_Document segment_
Working With the Machine: Four Principles for Cache-Conscious Code

The phrase “mechanical sympathy” comes from Formula 1 driver Jackie Stewart, who said the best drivers understand their machines deeply enough to work with them rather than force them. Martin Thompson borrowed the phrase to describe the same orientation applied to software. Caer Sanders’ article on Martin Fowler’s site distills this into four practical principles: predictable memory access, awareness of cache lines, single-writer, and natural batching.

These aren’t exotic ideas reserved for financial trading infrastructure. They describe the physical reality of every general-purpose computer your code runs on, and understanding them explains a category of performance problems that profiling tools can identify but can’t fix for you.

The Memory Hierarchy Is Not Flat

Modern CPUs can execute multiple floating-point operations per clock cycle. At 3GHz, that’s billions of arithmetic operations per second. The problem is that compute capacity means nothing if the CPU spends most of its time waiting on memory.

The latency gap between CPU registers and DRAM has widened steadily for decades. Today, an L1 cache hit costs roughly 1-4 cycles. An L2 hit costs around 12. L3 adds another 40 or so. A main memory access costs 200-300 cycles, or 60-100 nanoseconds. These are order-of-magnitude differences, and they are the central constraint in a surprising number of real workloads.

The CPU does not fetch individual bytes from memory. It fetches cache lines, 64 bytes on modern x86 and ARM64. When you access one element of a struct, you’ve loaded the surrounding 64 bytes whether you asked for them or not. This is an opportunity when your data is laid out to take advantage of it, and a tax when it isn’t.

Predictable Memory Access

The hardware prefetcher is a circuit that watches your memory access patterns and loads upcoming cache lines before your code requests them. It’s effective at recognizing sequential and strided patterns. It fails completely at pointer chasing.

// Sequential: prefetcher loads ahead effectively
for (int i = 0; i < N; i++) {
    sum += array[i];
}

// Pointer chasing: each address is unknown until the previous load completes
Node *n = head;
while (n) {
    sum += n->value;
    n = n->next;  // can't prefetch; must wait
}

The matrix traversal benchmark makes this concrete. On a 1024x1024 matrix of 64-bit doubles stored in row-major order, column-major traversal produces roughly 4-8x lower throughput than row-major traversal on typical hardware, despite performing identical arithmetic. Every column-major access steps 1024 elements forward in memory, crossing a new cache line each time and producing a near-100% cache miss rate.

_Job_
Carry the article on cache-conscious code forward from its last paragraph, which ends on the column-major matrix traversal benchmark. The material that follows has no connection to the article on cache-conscious code.

_Records supplied_
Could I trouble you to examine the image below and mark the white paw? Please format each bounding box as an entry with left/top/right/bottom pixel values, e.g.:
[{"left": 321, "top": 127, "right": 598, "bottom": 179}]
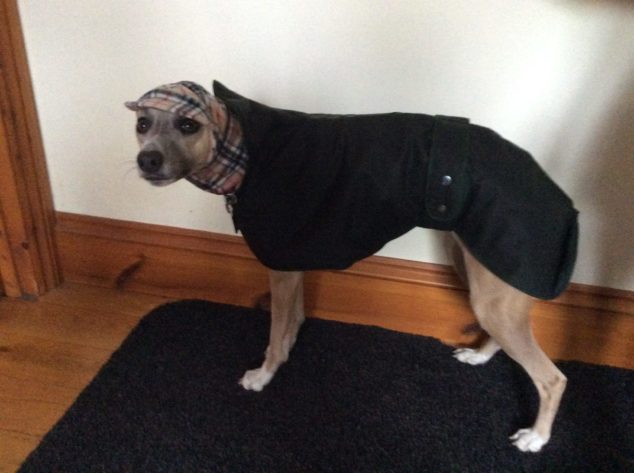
[
  {"left": 453, "top": 348, "right": 491, "bottom": 365},
  {"left": 240, "top": 367, "right": 274, "bottom": 391},
  {"left": 509, "top": 429, "right": 548, "bottom": 452}
]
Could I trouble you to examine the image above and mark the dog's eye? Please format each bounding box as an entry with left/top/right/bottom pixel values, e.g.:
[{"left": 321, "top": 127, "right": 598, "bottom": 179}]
[
  {"left": 136, "top": 117, "right": 152, "bottom": 134},
  {"left": 176, "top": 118, "right": 200, "bottom": 135}
]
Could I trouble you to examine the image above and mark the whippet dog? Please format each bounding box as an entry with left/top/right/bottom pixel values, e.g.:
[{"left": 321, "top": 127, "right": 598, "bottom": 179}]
[{"left": 126, "top": 82, "right": 576, "bottom": 452}]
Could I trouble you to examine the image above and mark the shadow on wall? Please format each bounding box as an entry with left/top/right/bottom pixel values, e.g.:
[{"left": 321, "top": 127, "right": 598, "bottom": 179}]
[
  {"left": 548, "top": 0, "right": 634, "bottom": 290},
  {"left": 577, "top": 71, "right": 634, "bottom": 287}
]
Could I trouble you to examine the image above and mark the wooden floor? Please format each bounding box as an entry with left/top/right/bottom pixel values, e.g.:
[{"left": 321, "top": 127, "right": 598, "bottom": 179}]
[
  {"left": 0, "top": 281, "right": 634, "bottom": 472},
  {"left": 0, "top": 284, "right": 167, "bottom": 473}
]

_Result_
This same reasoning drives the Struct of Arrays pattern that appears in game engines, physics simulations, and anything touching SIMD:

// Array of Structs: iterating positions loads velocities and masses too
struct Particle { x: f32, y: f32, z: f32, vx: f32, vy: f32, vz: f32, mass: f32 }
let particles: Vec<Particle> = vec![...];

// Struct of Arrays: position data is contiguous; irrelevant fields stay cold
struct Particles {
    x: Vec<f32>, y: Vec<f32>, z: Vec<f32>,
    vx: Vec<f32>, vy: Vec<f32>, vz: Vec<f32>,
    mass: Vec<f32>,
}

If your physics loop reads velocities and writes positions, the SoA layout loads only what the loop needs. The data arrives pre-packed for SIMD vectorization, and the compiler can often auto-vectorize without any intrinsics.

Cache Line Awareness

Understanding that the unit of memory transfer is 64 bytes leads directly to understanding false sharing. Two variables that occupy the same cache line will produce coherence traffic when different threads write to each, even if they’re logically independent.

// Both counters almost certainly share a cache line.
// Every write by Thread A invalidates Thread B's cached copy.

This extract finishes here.